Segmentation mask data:

□ □ □ □

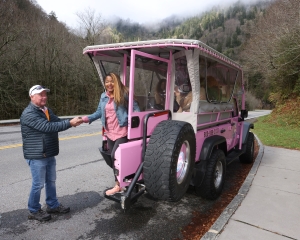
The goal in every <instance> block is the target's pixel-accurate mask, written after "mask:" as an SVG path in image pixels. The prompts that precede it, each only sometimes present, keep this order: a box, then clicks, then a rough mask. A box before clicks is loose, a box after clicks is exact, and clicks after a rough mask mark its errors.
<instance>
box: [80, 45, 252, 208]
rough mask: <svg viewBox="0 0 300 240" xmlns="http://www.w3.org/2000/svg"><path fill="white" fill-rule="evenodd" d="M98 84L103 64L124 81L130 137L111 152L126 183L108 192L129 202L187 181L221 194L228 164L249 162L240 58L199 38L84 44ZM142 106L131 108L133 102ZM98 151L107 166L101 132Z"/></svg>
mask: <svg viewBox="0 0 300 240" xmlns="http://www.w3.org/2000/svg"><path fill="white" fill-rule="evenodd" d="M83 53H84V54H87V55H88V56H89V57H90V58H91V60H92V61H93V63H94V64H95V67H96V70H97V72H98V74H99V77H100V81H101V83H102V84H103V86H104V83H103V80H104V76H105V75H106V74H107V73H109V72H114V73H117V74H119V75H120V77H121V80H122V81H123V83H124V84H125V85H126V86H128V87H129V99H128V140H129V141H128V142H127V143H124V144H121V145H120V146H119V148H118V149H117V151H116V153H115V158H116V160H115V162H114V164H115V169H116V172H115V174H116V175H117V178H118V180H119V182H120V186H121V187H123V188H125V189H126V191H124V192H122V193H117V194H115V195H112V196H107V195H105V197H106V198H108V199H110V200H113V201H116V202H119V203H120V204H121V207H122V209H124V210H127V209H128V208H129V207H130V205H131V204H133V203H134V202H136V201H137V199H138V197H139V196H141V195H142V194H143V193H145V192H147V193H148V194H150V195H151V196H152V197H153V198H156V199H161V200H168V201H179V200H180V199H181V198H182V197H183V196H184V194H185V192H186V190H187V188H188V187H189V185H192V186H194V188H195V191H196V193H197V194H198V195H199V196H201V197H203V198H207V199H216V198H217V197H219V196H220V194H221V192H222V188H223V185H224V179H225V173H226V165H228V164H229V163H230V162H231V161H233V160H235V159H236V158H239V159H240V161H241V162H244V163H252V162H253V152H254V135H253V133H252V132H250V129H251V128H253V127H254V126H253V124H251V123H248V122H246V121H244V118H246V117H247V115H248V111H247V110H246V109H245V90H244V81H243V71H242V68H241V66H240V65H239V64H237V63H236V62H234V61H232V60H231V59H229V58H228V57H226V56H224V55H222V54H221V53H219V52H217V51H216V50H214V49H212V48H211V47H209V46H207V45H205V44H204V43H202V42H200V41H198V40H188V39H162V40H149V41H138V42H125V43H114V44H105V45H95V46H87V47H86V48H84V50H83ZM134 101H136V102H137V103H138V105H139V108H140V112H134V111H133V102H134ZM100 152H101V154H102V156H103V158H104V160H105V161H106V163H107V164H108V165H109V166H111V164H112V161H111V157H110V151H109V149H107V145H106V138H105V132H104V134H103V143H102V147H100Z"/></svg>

□ □ □ □

**Exercise:** Copy out the entire listing above word for word, leaving out the pictures.

**Solution:**
The goal in every <instance> block is the target's pixel-accurate mask, written after "mask:" as an SVG path in image pixels. The prompts that precede it, each only sometimes present, keep this order: a box, then clicks, then a rough mask. A box before clicks is loose, a box after clicks is exact, and clicks after a rough mask mark its errors.
<instance>
box: [80, 45, 252, 208]
rough mask: <svg viewBox="0 0 300 240" xmlns="http://www.w3.org/2000/svg"><path fill="white" fill-rule="evenodd" d="M98 84L103 64L124 81L130 137L111 152L126 183L108 192L129 202L187 181L221 194L228 164L249 162L240 58L199 38L84 44ZM142 106L131 108L133 102ZM98 151L107 166L101 132Z"/></svg>
mask: <svg viewBox="0 0 300 240" xmlns="http://www.w3.org/2000/svg"><path fill="white" fill-rule="evenodd" d="M83 53H84V54H87V55H88V56H89V57H90V58H91V60H92V61H93V63H94V64H95V67H96V70H97V72H98V74H99V77H100V81H101V83H102V84H103V86H104V83H103V80H104V76H105V75H106V74H107V73H109V72H114V73H117V74H119V75H120V77H121V80H122V81H123V83H124V84H125V85H126V86H128V87H129V99H128V140H129V141H128V142H127V143H124V144H121V145H120V146H119V148H118V149H117V151H116V153H115V158H116V160H115V162H114V164H115V169H116V172H115V174H116V175H117V178H118V180H119V182H120V186H121V187H123V188H125V189H126V191H124V192H122V193H117V194H115V195H112V196H107V195H105V197H106V198H108V199H110V200H113V201H116V202H119V203H120V204H121V207H122V209H124V210H127V209H128V208H129V207H130V205H131V204H133V203H134V202H136V201H137V199H138V197H139V196H141V195H142V194H143V193H145V192H147V193H148V194H150V195H151V196H152V197H153V198H156V199H161V200H168V201H179V200H180V199H181V198H182V197H183V196H184V194H185V192H186V190H187V188H188V187H189V185H192V186H194V188H195V191H196V193H197V194H198V195H199V196H201V197H203V198H207V199H216V198H217V197H219V196H220V194H221V192H222V188H223V185H224V179H225V173H226V165H228V164H229V163H230V162H231V161H233V160H235V159H236V158H239V159H240V161H241V162H244V163H252V162H253V152H254V135H253V133H252V132H250V129H251V128H253V127H254V126H253V124H251V123H248V122H246V121H244V118H246V117H247V115H248V111H247V110H246V109H245V90H244V81H243V71H242V68H241V66H240V65H239V64H237V63H236V62H234V61H232V60H231V59H229V58H228V57H226V56H224V55H222V54H221V53H219V52H217V51H216V50H214V49H212V48H211V47H209V46H207V45H205V44H204V43H202V42H200V41H198V40H188V39H162V40H149V41H138V42H125V43H114V44H105V45H95V46H87V47H86V48H84V50H83ZM134 101H136V102H137V103H138V105H139V108H140V112H134V111H133V102H134ZM100 152H101V154H102V156H103V158H104V160H105V161H106V163H107V164H108V165H109V166H111V164H112V161H111V157H110V151H109V149H107V145H106V138H105V132H104V134H103V143H102V147H100Z"/></svg>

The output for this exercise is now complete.